TASK INSTRUCTIONS: Images do not belong in the copy. Retype the entries exactly.

================================

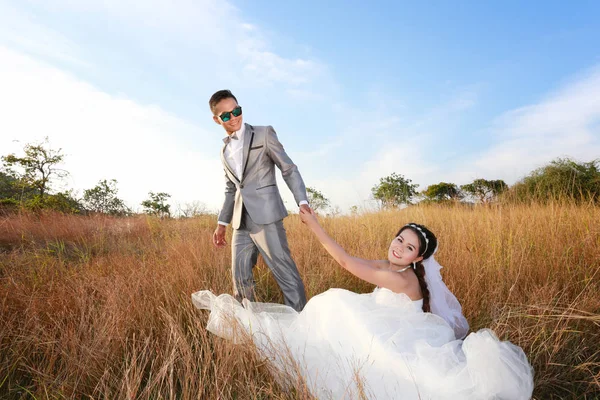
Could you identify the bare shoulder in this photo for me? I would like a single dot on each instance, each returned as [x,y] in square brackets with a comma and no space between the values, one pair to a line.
[400,282]
[380,264]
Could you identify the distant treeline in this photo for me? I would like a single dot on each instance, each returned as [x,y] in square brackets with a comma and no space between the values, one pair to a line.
[26,183]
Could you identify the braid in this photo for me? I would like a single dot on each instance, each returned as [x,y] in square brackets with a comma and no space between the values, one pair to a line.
[420,272]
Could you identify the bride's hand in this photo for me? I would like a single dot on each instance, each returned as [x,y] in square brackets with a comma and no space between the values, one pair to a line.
[308,216]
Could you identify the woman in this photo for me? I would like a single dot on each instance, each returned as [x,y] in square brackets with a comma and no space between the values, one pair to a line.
[381,345]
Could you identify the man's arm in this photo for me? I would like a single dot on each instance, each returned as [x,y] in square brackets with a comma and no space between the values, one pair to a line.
[226,213]
[289,170]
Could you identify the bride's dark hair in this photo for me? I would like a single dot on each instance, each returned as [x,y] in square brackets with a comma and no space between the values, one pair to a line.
[426,249]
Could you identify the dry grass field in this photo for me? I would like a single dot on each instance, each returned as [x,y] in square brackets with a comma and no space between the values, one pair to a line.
[100,308]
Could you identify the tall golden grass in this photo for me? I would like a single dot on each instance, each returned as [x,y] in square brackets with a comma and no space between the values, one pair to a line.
[100,308]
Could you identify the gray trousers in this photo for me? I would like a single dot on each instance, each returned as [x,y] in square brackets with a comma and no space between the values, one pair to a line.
[271,242]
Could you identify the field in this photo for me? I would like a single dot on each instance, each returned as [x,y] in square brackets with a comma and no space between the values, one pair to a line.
[100,308]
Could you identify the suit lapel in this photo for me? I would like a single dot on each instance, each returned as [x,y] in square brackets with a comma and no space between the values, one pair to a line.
[248,139]
[226,164]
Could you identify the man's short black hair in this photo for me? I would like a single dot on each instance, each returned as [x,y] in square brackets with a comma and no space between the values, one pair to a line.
[218,96]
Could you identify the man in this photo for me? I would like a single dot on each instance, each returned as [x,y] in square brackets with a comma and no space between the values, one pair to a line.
[253,204]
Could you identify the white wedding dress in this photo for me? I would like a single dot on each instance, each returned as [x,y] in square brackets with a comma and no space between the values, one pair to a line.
[379,344]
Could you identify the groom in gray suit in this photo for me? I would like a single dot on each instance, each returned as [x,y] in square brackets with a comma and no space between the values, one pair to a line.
[253,205]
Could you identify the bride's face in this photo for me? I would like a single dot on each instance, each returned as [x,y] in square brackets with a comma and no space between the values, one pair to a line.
[404,249]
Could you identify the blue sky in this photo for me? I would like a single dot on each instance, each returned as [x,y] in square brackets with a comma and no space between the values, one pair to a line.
[438,91]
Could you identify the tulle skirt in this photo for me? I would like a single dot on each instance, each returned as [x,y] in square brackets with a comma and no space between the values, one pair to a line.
[378,345]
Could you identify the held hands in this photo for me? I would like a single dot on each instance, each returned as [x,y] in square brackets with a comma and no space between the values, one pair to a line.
[219,236]
[308,216]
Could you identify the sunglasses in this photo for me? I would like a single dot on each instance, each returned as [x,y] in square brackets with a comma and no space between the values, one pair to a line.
[226,116]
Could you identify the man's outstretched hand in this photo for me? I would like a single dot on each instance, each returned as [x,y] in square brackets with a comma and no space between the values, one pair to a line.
[304,208]
[219,236]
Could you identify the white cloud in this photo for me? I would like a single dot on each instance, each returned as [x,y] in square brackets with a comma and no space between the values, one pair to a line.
[17,29]
[566,123]
[197,38]
[104,136]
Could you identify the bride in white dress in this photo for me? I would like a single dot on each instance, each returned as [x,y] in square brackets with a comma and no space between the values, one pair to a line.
[402,341]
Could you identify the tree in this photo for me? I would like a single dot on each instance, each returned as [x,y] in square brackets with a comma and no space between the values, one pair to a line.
[38,165]
[157,205]
[9,186]
[103,199]
[192,209]
[316,199]
[443,192]
[63,202]
[485,191]
[394,190]
[562,178]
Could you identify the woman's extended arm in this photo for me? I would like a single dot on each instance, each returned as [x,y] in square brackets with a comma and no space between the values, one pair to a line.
[363,269]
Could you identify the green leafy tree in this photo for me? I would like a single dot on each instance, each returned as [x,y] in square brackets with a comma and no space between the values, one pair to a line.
[63,202]
[157,204]
[443,192]
[484,190]
[9,185]
[36,168]
[103,199]
[562,178]
[316,199]
[394,190]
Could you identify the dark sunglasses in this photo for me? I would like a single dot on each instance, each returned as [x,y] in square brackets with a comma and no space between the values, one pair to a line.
[226,116]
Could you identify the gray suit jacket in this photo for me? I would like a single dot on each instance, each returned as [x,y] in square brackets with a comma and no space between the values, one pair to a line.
[257,190]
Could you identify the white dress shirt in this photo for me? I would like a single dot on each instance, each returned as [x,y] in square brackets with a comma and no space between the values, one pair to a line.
[234,152]
[234,155]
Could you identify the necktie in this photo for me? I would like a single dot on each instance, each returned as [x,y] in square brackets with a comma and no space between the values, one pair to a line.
[227,139]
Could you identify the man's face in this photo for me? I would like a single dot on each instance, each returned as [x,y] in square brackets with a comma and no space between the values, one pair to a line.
[227,105]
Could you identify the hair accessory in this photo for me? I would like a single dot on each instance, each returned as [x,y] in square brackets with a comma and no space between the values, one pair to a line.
[423,234]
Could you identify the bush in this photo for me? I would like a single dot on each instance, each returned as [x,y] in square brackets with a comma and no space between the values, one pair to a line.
[561,179]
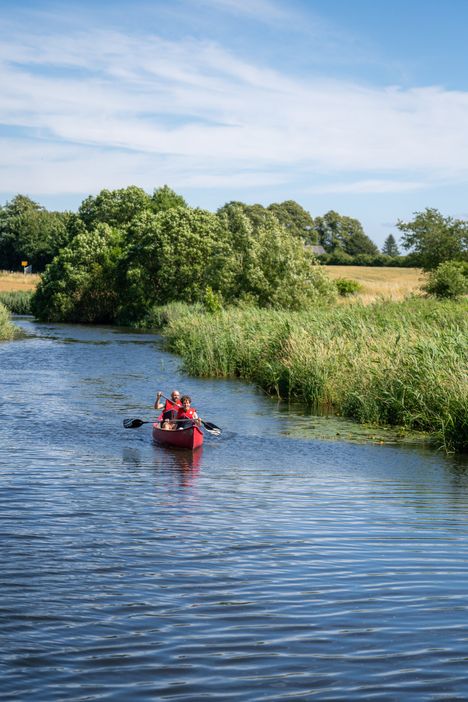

================================

YOUR SOLUTION:
Could you identify the bare shoulder in this photo for me? I would like a single dot on each instance, each returned as [x,y] in square brackets with a comma and no space between the values, one pair to a line.
[400,282]
[380,264]
Could you identify the distant treeline in this photo for me? I would like a single dot on each instance, each returned as [x,y] in square brackets with a comma and no space between the values, one pair to a line.
[26,183]
Could you identify the braid in this photo for me? I would like a single dot on each instance, each returned as [x,y] in square brackets with a comma and no space between the values, one pair to a line.
[420,272]
Could you identify the bride's hand in this photo for me? I would like a single dot on each instance, each returned as [x,y] in square brackets with a comma and no space between the values, one pair to a line.
[308,216]
Could you identify the woman in this photo for me? I would like a single dot on each instance, each returned as [x,y] in square brackets with a comma and no space between the values, one pair to a line.
[381,345]
Could you identify the man's arm in this photo for me? I would like a single dot on each instance, each returned as [x,y] in square brackets with a comma and no space between the values, one pair to a line.
[226,213]
[289,170]
Could you identify the bride's dark hair in this photo for me? I would like a single dot on each instance, each returned as [x,y] in square brackets with a comma and no space between the values, one pair to a line.
[426,249]
Could you identify the dry grass field in this photo for me? I would like a single dot on each instance, each returned as [x,y] in square brackets with a comma and no space between the values, one pair to a line.
[100,308]
Could you identify the tall golden grass in this photo for me? I would like a single dot on each instance, each returned as [x,y] in square brackets with a comma and no space between the values, one pair to a line.
[100,308]
Could you identify the gray trousers in this photo for me? I would like a single dot on each instance, each returned as [x,y] in square brackets with a comma and no space between the values, one pair to a line.
[271,242]
Could you identify the field in this photo for me? I would like a single dot on each instance, each returned as [x,y] in square brackets with a comma and no space between the values, one pair to a line.
[100,308]
Could you identify the suit lapel in this photo for me? I would like a single dot on each instance, each returned as [x,y] in square brackets with a comma and no space between the values, one pair to a line.
[248,139]
[226,164]
Could you identify the man's short black hair in this photo for me? I would like a single dot on each instance, each returned as [x,y] in square brackets with a comma and no space between the values, one pair to a line.
[218,96]
Could you identify the man in this photo for me? I would like a single dot on each instance, each returned as [x,y] in square brackets with a comma and no space between the values, one pair to a line.
[253,204]
Could you identify the white wedding dress in this photo for me? I would like a single dot on each instance, each returned as [x,y] in square brackets with a comma and no space between the values, one pair to a line.
[379,344]
Could you identify the groom in gray suit in this photo for me? I would like a single dot on each instance, each returned as [x,y] in square brackets with a comma and no space between the values, one pair to a line.
[253,205]
Could you identify the bride's face in this photo for me? I would like a single dot on each instance, each returned as [x,y] in square brackets with a comma and no space between the values, one pair to a line.
[404,249]
Could you identify the blue sky in this photo for me? I would like a single dot on each instance, each returned as [x,y] in square brackets with a comma and no space between the values, one pair to a line.
[438,91]
Could you identify the tulle skirt in this photo for me? I would like a single dot on each instance, each returned as [x,y] in square brackets with a comma and no space between the values, one pair to a line.
[378,345]
Could you identify the held hands in this photo for me? I would like a single dot on each instance, each returned as [x,y] in square brackets with a comma and no space between the values, one pair to a line.
[219,236]
[308,216]
Could you identify the sunglasses in this photo for me? I would like a single dot on each instance, each returned as [x,y] in square brackets with a comma and no space between the values, one pair to a line.
[226,116]
Could you identify the man's outstretched hand in this photo for me? I would like a single dot on each instance, each returned as [x,y] in square brackets with a comma and no space between the values, one pair to a line.
[304,208]
[219,236]
Could you identify the white cloud in this photo for me? I would like a single dot on each instance, each returned as [x,y] in square brackets with a comma and no space between the values, one pair to a line.
[17,29]
[566,123]
[197,38]
[104,136]
Could you identify the bride in white dress in this photo for me? I would like a single dot on each instance, each returned as [x,y] in square brackets with a comma and no space between the values, one pair to a line.
[402,341]
Could you identify the tree in this photo for me? I would like a single dot on each instance, each returned as [x,y] in square brackets with a comma and no space between the values, one pair to a line.
[38,165]
[157,205]
[9,186]
[103,199]
[192,209]
[316,199]
[443,192]
[63,202]
[485,191]
[394,190]
[562,178]
Could you identify the woman's extended arm in this photo for me? I would like a single dot on each instance, each returned as [x,y] in square brackets with a comma and no space between the values, one pair to a line.
[363,269]
Could you identify the green leafy tree in this photo for me? I would like a single dot on each instance, each returned as [x,y] in square brackets with a comma and no space between the values, one pair to a line.
[63,202]
[157,204]
[443,192]
[484,190]
[9,185]
[36,168]
[103,199]
[562,178]
[316,199]
[394,190]
Could you identify the dark sunglasses in this photo for me? I would like a single dot on each instance, each returned as [x,y] in square brackets with a comma and no space between the values, one pair to a line.
[226,116]
Could you identify the gray suit jacket in this photo for me? I would like a single dot on each instance, each returned as [x,y] in square brackets with a comma and no space between the values, one pair to a line.
[257,190]
Could you identify the white dress shirt in this photo for me? I would like a single dot on each instance, each returned as [x,y] in square brackets with a comma and no space between the values, one pair to a line.
[234,152]
[234,155]
Could you identify the necktie in this photo for me? I would like a single dot on each instance, each returned as [x,y] in square brackets with a comma and no space between the values, one pair to a line.
[227,139]
Could you identify the man's face in this photo for me? I would like a single dot on each instance, each returned as [x,y] in square brackets with a comma and no space between the values, one pair to a line.
[227,105]
Could you identify the hair accessory in this photo for me? I would like a single dot on each instance, each returned as [x,y] in square brackets with a comma and no space between the values, one pair to a line.
[423,234]
Could you identify the bush in this photo for me? I would like a single dot on each instance, each returned as [x,y] in square brackets with a comma and no space between the values, one pair to a line.
[561,179]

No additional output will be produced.